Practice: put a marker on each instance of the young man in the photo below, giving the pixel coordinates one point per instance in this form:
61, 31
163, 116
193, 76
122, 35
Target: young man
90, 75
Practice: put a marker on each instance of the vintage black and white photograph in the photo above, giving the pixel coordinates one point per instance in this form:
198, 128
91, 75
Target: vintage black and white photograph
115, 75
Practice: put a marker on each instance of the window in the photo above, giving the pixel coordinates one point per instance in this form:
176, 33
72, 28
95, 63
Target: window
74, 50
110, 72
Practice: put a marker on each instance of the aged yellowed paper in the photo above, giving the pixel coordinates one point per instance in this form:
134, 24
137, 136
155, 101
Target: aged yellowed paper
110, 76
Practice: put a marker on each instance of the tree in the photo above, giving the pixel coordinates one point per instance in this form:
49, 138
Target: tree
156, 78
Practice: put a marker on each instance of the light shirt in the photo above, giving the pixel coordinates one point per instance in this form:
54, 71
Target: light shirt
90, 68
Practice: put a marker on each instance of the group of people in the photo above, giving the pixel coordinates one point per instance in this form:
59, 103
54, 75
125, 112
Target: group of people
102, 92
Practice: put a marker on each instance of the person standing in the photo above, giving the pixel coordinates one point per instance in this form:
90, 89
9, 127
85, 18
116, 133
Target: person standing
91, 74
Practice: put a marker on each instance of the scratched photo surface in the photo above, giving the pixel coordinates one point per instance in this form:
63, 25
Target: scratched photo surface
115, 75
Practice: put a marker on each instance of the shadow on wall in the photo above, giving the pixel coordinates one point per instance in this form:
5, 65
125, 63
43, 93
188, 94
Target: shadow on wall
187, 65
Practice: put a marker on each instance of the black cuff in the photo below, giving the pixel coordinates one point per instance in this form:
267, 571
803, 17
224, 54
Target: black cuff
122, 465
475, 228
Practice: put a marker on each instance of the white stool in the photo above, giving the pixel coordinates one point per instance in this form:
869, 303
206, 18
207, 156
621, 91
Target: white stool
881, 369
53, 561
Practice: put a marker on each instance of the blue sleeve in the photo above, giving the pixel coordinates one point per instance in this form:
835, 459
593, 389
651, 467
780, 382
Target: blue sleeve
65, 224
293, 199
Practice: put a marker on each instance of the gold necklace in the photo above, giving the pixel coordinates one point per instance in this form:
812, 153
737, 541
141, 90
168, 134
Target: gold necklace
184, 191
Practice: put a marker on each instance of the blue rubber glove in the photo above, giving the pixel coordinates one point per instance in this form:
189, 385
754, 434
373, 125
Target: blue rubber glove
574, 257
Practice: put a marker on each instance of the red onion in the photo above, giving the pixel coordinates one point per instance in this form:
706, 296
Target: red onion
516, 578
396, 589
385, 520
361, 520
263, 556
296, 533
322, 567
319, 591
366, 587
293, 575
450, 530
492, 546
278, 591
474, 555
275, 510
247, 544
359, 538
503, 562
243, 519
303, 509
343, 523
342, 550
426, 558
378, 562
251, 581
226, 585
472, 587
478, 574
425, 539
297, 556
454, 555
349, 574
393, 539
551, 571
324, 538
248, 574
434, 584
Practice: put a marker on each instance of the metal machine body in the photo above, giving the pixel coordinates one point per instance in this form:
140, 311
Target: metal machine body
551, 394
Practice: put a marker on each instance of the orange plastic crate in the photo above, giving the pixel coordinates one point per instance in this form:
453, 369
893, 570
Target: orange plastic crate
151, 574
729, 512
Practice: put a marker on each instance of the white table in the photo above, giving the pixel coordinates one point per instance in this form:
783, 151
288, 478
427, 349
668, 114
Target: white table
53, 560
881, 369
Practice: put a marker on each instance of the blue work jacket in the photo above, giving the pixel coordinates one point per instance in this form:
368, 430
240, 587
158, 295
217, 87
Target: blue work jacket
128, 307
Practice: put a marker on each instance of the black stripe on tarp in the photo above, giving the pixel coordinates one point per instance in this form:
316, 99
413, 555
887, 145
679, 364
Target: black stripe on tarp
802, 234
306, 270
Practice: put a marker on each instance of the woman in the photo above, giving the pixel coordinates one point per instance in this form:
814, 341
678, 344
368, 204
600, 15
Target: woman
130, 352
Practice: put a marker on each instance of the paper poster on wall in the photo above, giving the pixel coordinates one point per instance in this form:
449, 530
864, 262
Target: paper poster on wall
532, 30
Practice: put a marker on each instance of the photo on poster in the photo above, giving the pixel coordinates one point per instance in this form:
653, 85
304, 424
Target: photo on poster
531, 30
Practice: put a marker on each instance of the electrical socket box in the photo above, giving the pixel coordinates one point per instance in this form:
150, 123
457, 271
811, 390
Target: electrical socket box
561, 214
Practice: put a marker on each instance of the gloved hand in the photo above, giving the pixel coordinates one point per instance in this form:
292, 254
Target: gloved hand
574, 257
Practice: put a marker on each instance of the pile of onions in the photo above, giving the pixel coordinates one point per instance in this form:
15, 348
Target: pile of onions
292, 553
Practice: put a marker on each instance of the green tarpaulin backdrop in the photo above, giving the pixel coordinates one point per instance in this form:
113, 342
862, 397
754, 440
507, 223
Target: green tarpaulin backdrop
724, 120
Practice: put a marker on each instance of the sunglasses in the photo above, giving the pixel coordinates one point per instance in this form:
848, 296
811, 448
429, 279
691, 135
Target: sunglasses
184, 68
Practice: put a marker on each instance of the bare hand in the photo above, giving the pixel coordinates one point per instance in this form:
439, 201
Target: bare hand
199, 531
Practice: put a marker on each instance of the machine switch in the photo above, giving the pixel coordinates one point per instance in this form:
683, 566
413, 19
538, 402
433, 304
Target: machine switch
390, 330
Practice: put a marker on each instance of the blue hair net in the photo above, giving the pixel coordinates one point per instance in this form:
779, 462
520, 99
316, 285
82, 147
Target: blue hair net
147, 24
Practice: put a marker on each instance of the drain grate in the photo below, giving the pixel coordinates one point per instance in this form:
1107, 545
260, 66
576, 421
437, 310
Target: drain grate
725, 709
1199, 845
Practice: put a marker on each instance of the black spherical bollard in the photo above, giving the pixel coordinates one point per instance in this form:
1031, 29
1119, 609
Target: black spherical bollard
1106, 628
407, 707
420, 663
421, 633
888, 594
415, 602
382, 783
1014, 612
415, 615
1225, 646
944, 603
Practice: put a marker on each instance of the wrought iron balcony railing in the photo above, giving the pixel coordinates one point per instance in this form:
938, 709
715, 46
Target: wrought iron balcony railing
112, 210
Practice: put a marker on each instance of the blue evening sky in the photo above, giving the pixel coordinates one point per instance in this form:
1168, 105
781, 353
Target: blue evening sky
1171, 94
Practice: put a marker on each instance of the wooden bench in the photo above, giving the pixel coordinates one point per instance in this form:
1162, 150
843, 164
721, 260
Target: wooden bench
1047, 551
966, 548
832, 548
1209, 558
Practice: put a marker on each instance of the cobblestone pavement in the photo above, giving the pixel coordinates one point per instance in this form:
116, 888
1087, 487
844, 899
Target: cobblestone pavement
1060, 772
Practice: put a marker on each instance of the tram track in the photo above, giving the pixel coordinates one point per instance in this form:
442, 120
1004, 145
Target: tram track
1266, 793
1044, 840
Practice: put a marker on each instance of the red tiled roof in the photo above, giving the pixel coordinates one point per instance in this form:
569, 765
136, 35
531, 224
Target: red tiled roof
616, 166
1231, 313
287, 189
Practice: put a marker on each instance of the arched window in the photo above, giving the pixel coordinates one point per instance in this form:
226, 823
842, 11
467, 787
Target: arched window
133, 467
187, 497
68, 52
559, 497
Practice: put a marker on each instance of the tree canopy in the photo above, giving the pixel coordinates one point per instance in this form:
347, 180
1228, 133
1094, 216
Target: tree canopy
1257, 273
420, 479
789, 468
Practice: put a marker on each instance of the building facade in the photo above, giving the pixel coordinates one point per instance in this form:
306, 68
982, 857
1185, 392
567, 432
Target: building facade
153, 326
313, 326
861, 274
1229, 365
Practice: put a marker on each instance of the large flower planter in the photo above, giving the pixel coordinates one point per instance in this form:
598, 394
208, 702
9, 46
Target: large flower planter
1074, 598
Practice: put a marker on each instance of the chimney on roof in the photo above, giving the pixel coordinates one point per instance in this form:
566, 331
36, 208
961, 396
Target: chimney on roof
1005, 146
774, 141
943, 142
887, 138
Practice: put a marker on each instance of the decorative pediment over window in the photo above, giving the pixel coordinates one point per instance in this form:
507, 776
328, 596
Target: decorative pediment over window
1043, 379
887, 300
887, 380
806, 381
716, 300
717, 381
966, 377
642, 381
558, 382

__________________________________________________

What you should do :: In the entries above, take the line containing "Practice: put a marker on each instance of the building" and each later line through the last, and repeat them exactly. Output nothing else.

Reply ::
Practice: put a marker on each instance of the building facade in the photo above, giving the pixel coordinates one point per instance in this form:
306, 68
982, 857
1185, 392
567, 432
Target: building facade
153, 326
313, 326
861, 274
1229, 365
Practice: put a marker on each instance of the large flower planter in the photo above, giving the pixel coordinates one point per instance in this form:
598, 394
208, 702
9, 46
Target: large flower planter
1074, 598
Practice: put a marker on each instance of the chimney on roof in the photo above, giving the pixel coordinates one point per instance in this form:
566, 331
36, 208
961, 396
Target: chimney on roof
1005, 146
774, 141
943, 142
887, 138
Practice: put a marker on each instance of the decorative pediment over window in the photo above, giving the pixel coordinates one point per instance in this form:
507, 776
328, 596
Target: decorative pediment over window
1043, 379
887, 300
887, 380
806, 381
716, 300
717, 381
966, 377
642, 381
558, 382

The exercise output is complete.